_Task to complete:_ Reproduce everything in the market roundup from "The MiG jet" down to "Ukrainian people down.", substituting "evacuation routes" for "humanitarian corridors".

_Excerpt:_
┌──

The Morning Hark - 09 Mar 2022
Today’s focus …….. Markets tentatively calming, Nickel closed and Bitcoin regulation bounce
Daily roundup - all prices are at 8:00 GMT with changes reflecting movement from midnight GMT
Oil - Both Brent and WTI futures off recent highs but still 1% up at 129.60 and 125.00 respectively. One thing pointed out by The Market Ear and I must admit a new one on me was the price action in Oil VIX (OVX) has put in the first down candle since Russia invaded Ukraine. Potential signalling less stress in the system going forward? Or merely a pause for breath?
EQ - All equity markets relatively calm showing small losses in Asia but European futures are showing good gains with the DAX up over 3%.
Gold - Futures stable at 2053 but within the August 2020 highs of 2075 certainly within reach.
FI - all FI futures prices relatively flat on the day with the US10y future at 127.23 continuing its grind lower off the recent 129 levels.
FX - The FX market continue to back off from the extended levels we have seen recently but remain vulnerable. EURCHF has backed away from parity having had a brief look down there on Monday and may now look to retest the 1.02 level. Whilst the other one garnering the market’s attention EURAUD has similarly retreated and is testing the 1.50 level we spoke about earlier in the week. 1m EURUSD vol is also lower at 10.7 suggesting markets are somewhat calming down for now. It’s still hard to use “calm” with EURUSD vol on a double-digit handle.
Others - Bitcoin got a lift overnight from an unexpected source none other than Janet Yellen. Her leaked comments suggest that President Biden’s impending crypto order would “support responsible innovation” and that the “Treasury will partner with interagency colleagues to produce a report on the future of money and payment systems”. Bitcoin rose 7% to near 42,000 and is currently consolidating around the 41,700 level. The leaked statement has since been taken down and did guard against crypto’s use for illicit financing so there is a possibility that comments surrounding the statement will be watered down somewhat.
Both measures of volatility we are monitoring had pullbacks from their recent highs but still remain elevated with the VIX currently at 33.45 and the MOVE closing at 133.37.
The MiG jet saga has taken a twist with the offer by Poland to hand over their fleet of jets to Ukraine via the US being vetoed by the Biden administration for fear that such a ploy would drag NATO into direct confrontation with Russia. Given this move was flagged earlier in the week it’s surprising that it got so far down the line without being closed down earlier.
In Ukraine itself, Russia continues to shell the humanitarian corridors in breach of their own ceasefire agreements. It does feel like Putin is getting more and more backed in a. Corner and resorting to any tactics to grind the will of the Ukrainian people down.

└──

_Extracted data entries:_
┌──

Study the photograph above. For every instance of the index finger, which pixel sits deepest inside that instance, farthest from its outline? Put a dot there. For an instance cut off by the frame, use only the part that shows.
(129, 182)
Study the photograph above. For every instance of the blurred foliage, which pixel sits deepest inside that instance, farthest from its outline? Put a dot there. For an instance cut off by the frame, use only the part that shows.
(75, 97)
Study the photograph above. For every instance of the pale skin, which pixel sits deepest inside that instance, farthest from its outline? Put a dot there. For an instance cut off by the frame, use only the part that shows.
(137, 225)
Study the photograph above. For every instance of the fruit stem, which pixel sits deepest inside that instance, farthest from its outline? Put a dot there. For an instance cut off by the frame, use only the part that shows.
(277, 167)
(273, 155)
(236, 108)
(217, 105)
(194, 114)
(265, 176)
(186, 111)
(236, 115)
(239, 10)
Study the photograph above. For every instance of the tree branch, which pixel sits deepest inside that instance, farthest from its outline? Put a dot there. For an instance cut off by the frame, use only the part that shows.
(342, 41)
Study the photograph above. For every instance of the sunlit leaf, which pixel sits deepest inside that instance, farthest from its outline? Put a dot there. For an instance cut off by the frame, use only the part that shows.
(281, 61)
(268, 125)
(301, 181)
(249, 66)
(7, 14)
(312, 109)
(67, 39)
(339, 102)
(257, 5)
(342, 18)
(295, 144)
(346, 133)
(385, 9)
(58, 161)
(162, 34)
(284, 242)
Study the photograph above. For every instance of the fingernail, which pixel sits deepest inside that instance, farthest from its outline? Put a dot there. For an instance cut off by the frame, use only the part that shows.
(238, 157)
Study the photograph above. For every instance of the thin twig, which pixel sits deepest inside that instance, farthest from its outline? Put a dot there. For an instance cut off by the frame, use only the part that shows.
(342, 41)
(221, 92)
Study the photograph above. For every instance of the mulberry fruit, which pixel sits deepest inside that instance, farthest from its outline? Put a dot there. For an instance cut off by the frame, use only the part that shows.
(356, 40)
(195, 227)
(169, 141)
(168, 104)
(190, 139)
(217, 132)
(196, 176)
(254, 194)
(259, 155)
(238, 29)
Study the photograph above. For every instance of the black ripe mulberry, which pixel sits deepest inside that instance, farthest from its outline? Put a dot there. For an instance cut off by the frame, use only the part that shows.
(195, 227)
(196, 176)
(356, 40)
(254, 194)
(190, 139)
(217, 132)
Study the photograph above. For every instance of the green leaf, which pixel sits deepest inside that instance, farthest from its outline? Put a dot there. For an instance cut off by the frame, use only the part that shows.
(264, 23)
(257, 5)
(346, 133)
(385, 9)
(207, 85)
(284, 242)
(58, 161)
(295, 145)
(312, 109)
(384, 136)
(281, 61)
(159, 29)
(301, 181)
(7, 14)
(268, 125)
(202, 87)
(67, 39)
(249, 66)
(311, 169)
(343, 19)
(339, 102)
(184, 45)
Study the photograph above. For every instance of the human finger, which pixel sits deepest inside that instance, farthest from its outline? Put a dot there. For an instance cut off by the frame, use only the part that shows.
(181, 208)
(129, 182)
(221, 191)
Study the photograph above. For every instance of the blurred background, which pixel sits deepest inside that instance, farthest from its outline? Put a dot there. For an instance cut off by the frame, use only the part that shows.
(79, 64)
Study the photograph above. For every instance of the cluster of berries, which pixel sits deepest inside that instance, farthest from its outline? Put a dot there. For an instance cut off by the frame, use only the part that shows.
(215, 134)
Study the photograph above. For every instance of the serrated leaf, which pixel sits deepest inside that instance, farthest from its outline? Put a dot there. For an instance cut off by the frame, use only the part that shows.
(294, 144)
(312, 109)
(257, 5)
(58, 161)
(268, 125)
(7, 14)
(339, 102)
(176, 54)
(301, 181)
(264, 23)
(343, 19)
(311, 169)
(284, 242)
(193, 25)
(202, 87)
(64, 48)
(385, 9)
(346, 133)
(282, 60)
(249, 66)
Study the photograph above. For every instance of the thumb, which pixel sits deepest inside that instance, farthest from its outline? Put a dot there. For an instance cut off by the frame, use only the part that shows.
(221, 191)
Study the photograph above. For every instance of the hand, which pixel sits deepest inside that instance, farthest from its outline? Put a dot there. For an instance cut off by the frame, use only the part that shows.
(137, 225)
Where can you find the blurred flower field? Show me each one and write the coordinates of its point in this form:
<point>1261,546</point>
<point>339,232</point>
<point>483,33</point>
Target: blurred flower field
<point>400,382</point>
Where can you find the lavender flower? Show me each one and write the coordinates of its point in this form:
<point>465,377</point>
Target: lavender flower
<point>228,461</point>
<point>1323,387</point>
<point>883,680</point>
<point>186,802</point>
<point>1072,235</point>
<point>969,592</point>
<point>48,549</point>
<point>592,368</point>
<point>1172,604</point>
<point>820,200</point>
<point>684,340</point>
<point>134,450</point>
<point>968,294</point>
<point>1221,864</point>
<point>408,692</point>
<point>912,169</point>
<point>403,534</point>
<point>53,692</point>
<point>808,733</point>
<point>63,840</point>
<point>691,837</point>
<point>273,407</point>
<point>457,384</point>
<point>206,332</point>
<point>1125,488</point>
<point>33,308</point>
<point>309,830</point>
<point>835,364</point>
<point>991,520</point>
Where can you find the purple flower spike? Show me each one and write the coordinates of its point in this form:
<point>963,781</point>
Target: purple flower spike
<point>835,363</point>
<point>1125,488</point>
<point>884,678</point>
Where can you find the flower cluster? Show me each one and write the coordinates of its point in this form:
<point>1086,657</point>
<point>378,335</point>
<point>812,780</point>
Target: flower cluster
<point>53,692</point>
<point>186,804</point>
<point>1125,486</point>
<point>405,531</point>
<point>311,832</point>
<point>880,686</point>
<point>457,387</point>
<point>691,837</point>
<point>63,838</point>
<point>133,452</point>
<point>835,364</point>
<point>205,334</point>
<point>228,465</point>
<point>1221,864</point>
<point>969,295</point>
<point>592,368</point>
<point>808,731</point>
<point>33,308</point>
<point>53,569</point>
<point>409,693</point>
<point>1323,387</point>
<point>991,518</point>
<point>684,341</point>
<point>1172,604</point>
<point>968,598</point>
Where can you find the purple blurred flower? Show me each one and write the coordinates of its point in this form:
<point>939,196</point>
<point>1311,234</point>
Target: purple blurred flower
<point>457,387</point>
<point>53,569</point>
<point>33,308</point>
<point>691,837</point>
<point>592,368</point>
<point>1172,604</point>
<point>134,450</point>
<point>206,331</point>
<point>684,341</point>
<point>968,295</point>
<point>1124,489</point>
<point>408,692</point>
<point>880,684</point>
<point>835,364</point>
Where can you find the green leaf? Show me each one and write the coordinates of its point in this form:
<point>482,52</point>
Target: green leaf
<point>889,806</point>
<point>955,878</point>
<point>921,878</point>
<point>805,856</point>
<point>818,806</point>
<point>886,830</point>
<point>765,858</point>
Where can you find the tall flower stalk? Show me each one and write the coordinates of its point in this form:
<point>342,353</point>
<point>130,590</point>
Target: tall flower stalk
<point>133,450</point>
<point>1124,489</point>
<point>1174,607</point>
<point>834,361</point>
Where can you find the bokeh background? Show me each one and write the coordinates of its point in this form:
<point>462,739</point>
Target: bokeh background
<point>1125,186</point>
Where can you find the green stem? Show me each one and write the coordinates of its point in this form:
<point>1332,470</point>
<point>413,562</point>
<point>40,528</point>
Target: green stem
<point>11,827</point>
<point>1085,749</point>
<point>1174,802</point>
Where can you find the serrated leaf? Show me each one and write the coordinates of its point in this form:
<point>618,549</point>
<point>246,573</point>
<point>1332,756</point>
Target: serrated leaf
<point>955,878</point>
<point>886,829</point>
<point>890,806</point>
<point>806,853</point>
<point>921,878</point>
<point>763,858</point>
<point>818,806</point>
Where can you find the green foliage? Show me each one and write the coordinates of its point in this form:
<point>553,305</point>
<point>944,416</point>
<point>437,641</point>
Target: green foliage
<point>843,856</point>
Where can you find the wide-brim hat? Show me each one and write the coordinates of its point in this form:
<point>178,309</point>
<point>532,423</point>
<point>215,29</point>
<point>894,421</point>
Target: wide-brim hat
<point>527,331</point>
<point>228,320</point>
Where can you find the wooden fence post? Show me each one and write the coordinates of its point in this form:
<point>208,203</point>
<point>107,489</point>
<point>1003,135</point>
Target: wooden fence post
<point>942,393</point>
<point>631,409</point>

└──

_Reply:_
The MiG jet saga has taken a twist with the offer by Poland to hand over their fleet of jets to Ukraine via the US being vetoed by the Biden administration for fear that such a ploy would drag NATO into direct confrontation with Russia. Given this move was flagged earlier in the week it’s surprising that it got so far down the line without being closed down earlier.
In Ukraine itself, Russia continues to shell the evacuation routes in breach of their own ceasefire agreements. It does feel like Putin is getting more and more backed in a. Corner and resorting to any tactics to grind the will of the Ukrainian people down.